#### Supplied entries

◆ ◆ ◆ ◆

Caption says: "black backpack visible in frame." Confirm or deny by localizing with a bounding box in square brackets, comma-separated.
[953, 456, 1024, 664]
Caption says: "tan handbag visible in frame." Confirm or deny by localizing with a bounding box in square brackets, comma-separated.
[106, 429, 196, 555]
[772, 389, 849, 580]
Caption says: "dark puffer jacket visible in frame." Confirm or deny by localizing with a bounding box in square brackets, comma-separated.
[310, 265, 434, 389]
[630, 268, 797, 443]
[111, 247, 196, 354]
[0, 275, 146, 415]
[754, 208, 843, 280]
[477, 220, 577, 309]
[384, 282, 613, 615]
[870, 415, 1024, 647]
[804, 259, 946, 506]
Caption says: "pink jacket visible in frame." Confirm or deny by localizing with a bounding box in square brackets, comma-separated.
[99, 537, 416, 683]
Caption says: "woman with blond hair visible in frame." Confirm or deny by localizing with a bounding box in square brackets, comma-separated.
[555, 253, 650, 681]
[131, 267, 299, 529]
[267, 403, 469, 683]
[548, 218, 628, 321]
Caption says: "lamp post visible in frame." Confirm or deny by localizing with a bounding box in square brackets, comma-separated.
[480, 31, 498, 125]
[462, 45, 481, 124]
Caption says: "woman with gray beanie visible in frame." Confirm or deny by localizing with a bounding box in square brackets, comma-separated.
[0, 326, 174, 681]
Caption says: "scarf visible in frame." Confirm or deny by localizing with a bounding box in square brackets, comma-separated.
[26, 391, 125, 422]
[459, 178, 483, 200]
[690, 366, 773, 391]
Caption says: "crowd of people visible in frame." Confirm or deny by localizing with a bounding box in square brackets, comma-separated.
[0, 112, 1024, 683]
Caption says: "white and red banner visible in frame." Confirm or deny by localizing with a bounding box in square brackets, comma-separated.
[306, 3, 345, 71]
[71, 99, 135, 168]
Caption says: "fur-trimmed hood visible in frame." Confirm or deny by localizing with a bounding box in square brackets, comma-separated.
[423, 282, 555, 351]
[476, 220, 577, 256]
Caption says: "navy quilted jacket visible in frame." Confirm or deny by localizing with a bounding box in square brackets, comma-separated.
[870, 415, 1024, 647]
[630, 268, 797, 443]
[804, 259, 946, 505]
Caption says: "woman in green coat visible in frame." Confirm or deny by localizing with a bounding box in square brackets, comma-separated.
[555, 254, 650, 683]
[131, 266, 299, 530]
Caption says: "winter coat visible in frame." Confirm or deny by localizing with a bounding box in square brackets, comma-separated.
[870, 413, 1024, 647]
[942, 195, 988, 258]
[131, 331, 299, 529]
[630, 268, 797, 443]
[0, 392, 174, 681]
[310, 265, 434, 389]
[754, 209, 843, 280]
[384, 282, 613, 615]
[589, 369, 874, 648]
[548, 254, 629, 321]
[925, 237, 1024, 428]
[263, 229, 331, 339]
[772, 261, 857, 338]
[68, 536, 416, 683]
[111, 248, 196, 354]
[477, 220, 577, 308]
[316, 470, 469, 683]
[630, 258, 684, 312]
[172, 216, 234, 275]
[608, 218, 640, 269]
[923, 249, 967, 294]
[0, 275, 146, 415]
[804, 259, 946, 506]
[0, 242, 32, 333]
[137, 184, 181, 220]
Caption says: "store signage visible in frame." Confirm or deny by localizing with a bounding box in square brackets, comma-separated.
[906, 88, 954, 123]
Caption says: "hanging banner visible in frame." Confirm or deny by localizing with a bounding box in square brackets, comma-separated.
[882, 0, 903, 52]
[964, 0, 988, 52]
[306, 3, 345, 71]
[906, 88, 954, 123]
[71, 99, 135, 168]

◆ ◆ ◆ ◆

#### Instructions to follow
Could you copy out all of the records above word for word, leaving every character unchanged?

#### Completed exercise
Caption says: "black backpack visible in frame." Confirm or deny by localizing with a bounding box in square brackets, comma-separated.
[953, 456, 1024, 664]
Caption says: "tan handbag visible in frame." Confirm or deny by localizing with a bounding box in square brackets, comma-separated.
[106, 429, 196, 555]
[772, 389, 849, 580]
Caption says: "dark puffer jacket visible in frame." Confirm or deny by localizing with a bounding box in square brackets, comma-separated.
[310, 265, 434, 389]
[630, 268, 797, 443]
[111, 247, 196, 354]
[0, 275, 146, 415]
[754, 208, 843, 280]
[477, 220, 577, 309]
[384, 282, 613, 615]
[870, 415, 1024, 647]
[804, 259, 946, 506]
Caption says: "pink jacket visible in frame." Confirm or deny by localizing with a bounding box in square brackets, comma-separated.
[99, 537, 416, 683]
Caption says: "woman with blond hair visible in frame." Confirm or deny by localizing with a bounding box in square brackets, comma-separated.
[555, 253, 650, 681]
[131, 267, 299, 529]
[267, 403, 469, 683]
[548, 218, 628, 321]
Caption says: "lamp post visible in frame." Confirm or deny by localizing with a bounding box in square brackets, comma-separated.
[480, 31, 498, 125]
[462, 45, 481, 124]
Caption says: "woman with gray beanie visible in frame." Confirm or deny by localizing with a bounding box in square brackets, comma-separated.
[0, 326, 174, 681]
Caption says: "scarf visible in frame." Confirm or deny by localizing with a bounding box in square brackets, comma-separated.
[26, 391, 125, 422]
[459, 178, 483, 200]
[690, 366, 773, 391]
Caption says: "crowd of people visible in frame." Confirm or deny by localizing with a bounding box in square brackets, comma-separated.
[0, 112, 1024, 683]
Caption says: "white and red banner visible in frame." Confirm or deny by localizing with a bounding box in square brackets, comma-separated.
[306, 3, 345, 71]
[71, 99, 135, 168]
Caption says: "fur-trimmed hood visible in frame." Confirm or deny by localizing with a bounding box in square brackets, comma-separated.
[423, 282, 555, 351]
[476, 220, 577, 256]
Caption says: "navy quilted jacket visible in frame." Confirm or deny by localizing with a bounding box in square brackets, comma-separated.
[870, 415, 1024, 647]
[630, 268, 797, 443]
[804, 259, 946, 505]
Caption says: "woman in green coat visible in frame." Confirm or deny by localizing with a bounding box in square brackets, comma-separated.
[555, 254, 650, 683]
[131, 266, 299, 530]
Caption says: "winter coat visible in frame." Confirm or deny by localizing with a bounding box in square brackets, comma-separated.
[870, 413, 1024, 647]
[942, 195, 988, 258]
[131, 331, 299, 529]
[630, 268, 797, 443]
[0, 392, 174, 681]
[310, 265, 434, 389]
[754, 209, 843, 280]
[384, 282, 613, 615]
[589, 369, 874, 648]
[548, 254, 629, 321]
[925, 237, 1024, 428]
[263, 229, 331, 339]
[772, 261, 857, 338]
[68, 536, 416, 683]
[111, 248, 196, 354]
[477, 220, 577, 308]
[316, 470, 469, 683]
[630, 258, 684, 312]
[172, 216, 234, 275]
[608, 218, 640, 269]
[923, 249, 967, 294]
[0, 275, 146, 415]
[804, 259, 946, 506]
[0, 242, 32, 333]
[137, 184, 181, 220]
Caption says: "store signage visible in frame." Confirm or deny by localizing with a bounding box in square brackets, comma-separated.
[906, 88, 954, 123]
Caption says: "hanging banner visible in frame." Confirm or deny by localizing with a bounding box in square brackets, comma-separated.
[882, 0, 903, 52]
[964, 0, 988, 52]
[306, 3, 345, 71]
[906, 88, 954, 123]
[71, 99, 135, 168]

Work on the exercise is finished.